Ragbi günlükleri 157

7’li ragbide milli heyecan devam ediyor. Erkek takımımızdan sahneyi devralan kadın takımımız, 16-17-18 Haziran tarihlerinde, Hırvatistan’ın başkenti Zagreb’te sahaya çıktı. Trophy Serisi’nin ilk ayağında, 7’li Ragbi Kadın Milli Takımımızın peşindeyiz. Hoş geldiniz…

            Trophy Serisi’nin hazırlıklarına Trabzon Olimpiyat Hazırlık Merkezi’nde başlayan takımımız,  şubat ayında bir araya geldi. Çeşitli testlere tabii tutulan sporcular arasından seçilen ekibimizin önünde, bu yaz, üç önemli turnuva bulunuyordu. Trabzon’daki hazırlık sürecinin bazı bölümlerinde Teknik Direktörümüz Cherokee Slyvain Ngue kafileye dahil olurken, uzun süre, teknik direktörsüz çalışıldığı da oldu. Trophy Serisi, normalde iki gün üzerinden oynanırken, takvimde Avrupa Oyunları bulunması sebebiyle, takımlardan alınan geri dönüşler üzerine ilk ayak maçları üç güne yayıldı. 12 ülkenin(Türkiye, Ukrayna, Danimarka, Moldova, Finlandiya, Letonya, İsrail, Norveç, Macaristan, Gürcistan, Avusturya, Bulgaristan) katılım sağladığı Trophy Serisi’nde takımlar, üç gruba ayrıldı. Türkiye; A Grubu’nda Ukrayna, Danimarka ve Moldova ile eşleşmişti. Zagreb’te ülkemiz, şu isimlerle temsil edildi: Ayça Akçınar, Gamze Aksoy, Gülnur Sak, Fatmanur Diril, Berivan Okat, Nazlıcan Erdoğan, Melike Şahan Köse, Gülşah Çakmak, Zeynep Aydın, Vahide Kahraman, Hülya Taşçı, Sedanur Bolat, Nermin Cem.

Kayıt Listesi –
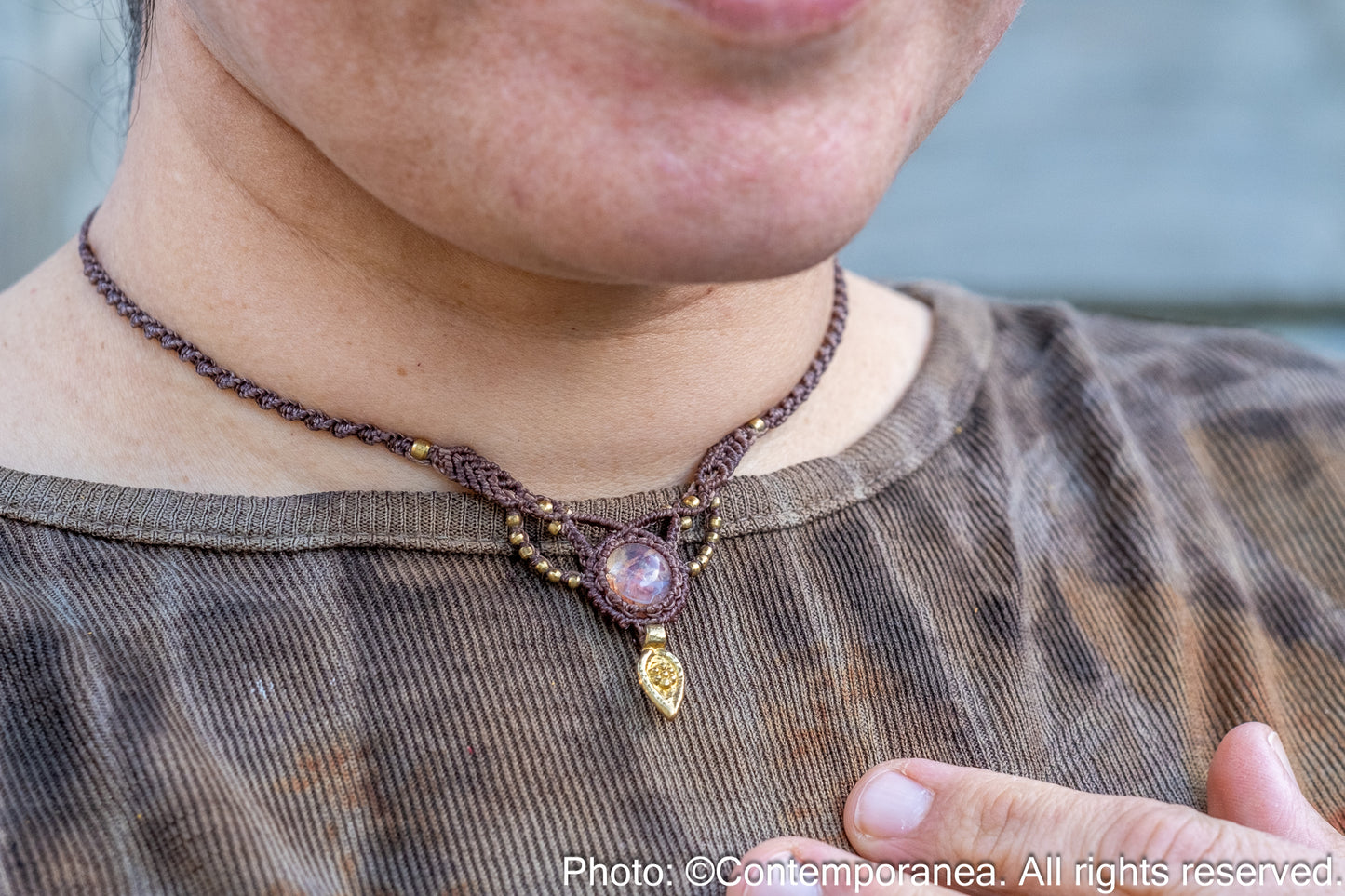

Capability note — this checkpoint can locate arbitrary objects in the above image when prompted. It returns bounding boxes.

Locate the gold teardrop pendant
==
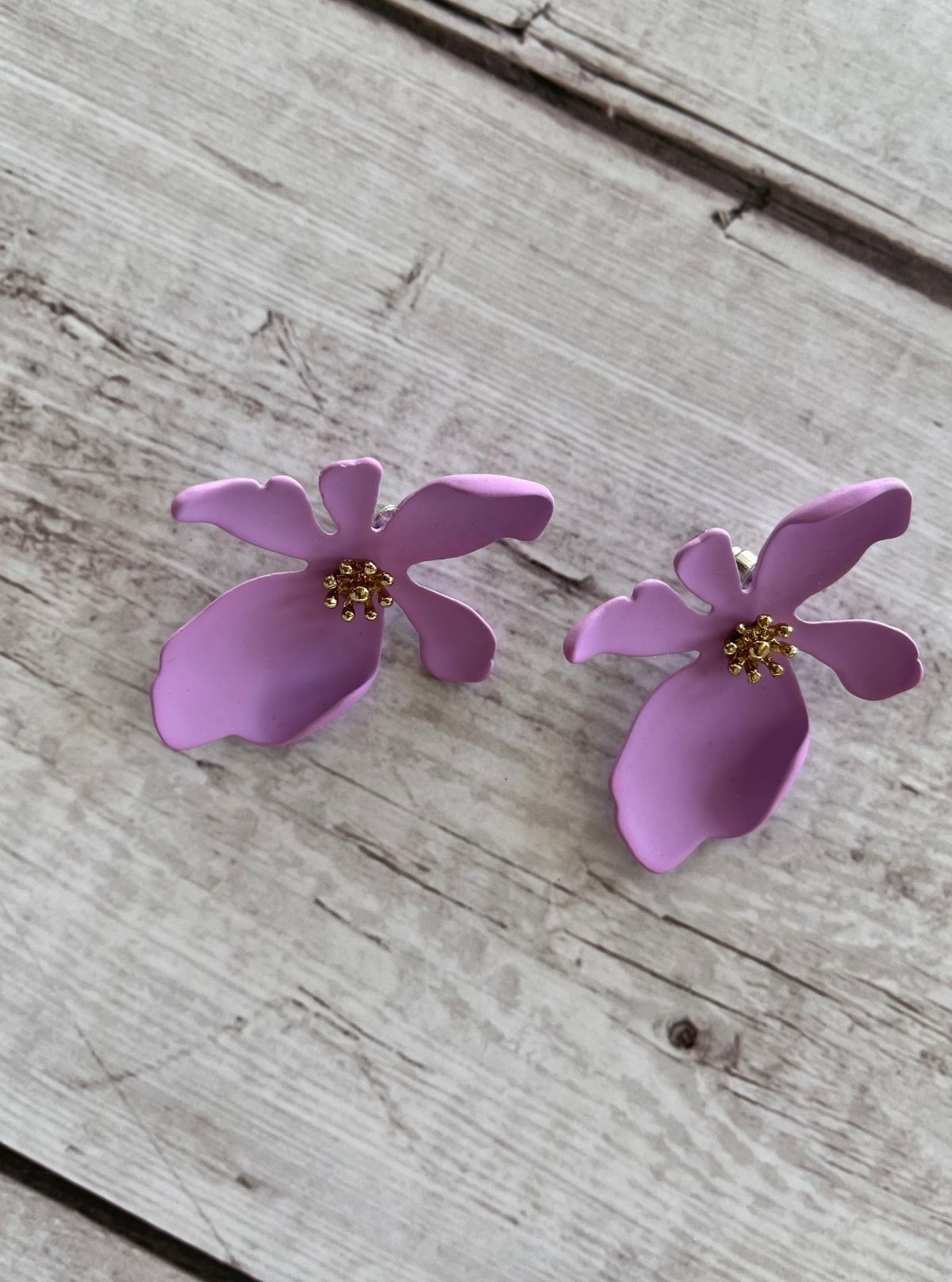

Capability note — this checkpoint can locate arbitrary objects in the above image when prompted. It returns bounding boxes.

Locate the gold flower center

Görev Yönergesi –
Ragbi metnindeki “Türkiye; A Grubu’nda Ukrayna, Danimarka ve Moldova ile eşleşmişti.” cümlesini İngilizceye çevirin.

Alıştırmanın Çözümü –
Turkey had been drawn in Group A with Ukraine, Denmark and Moldova.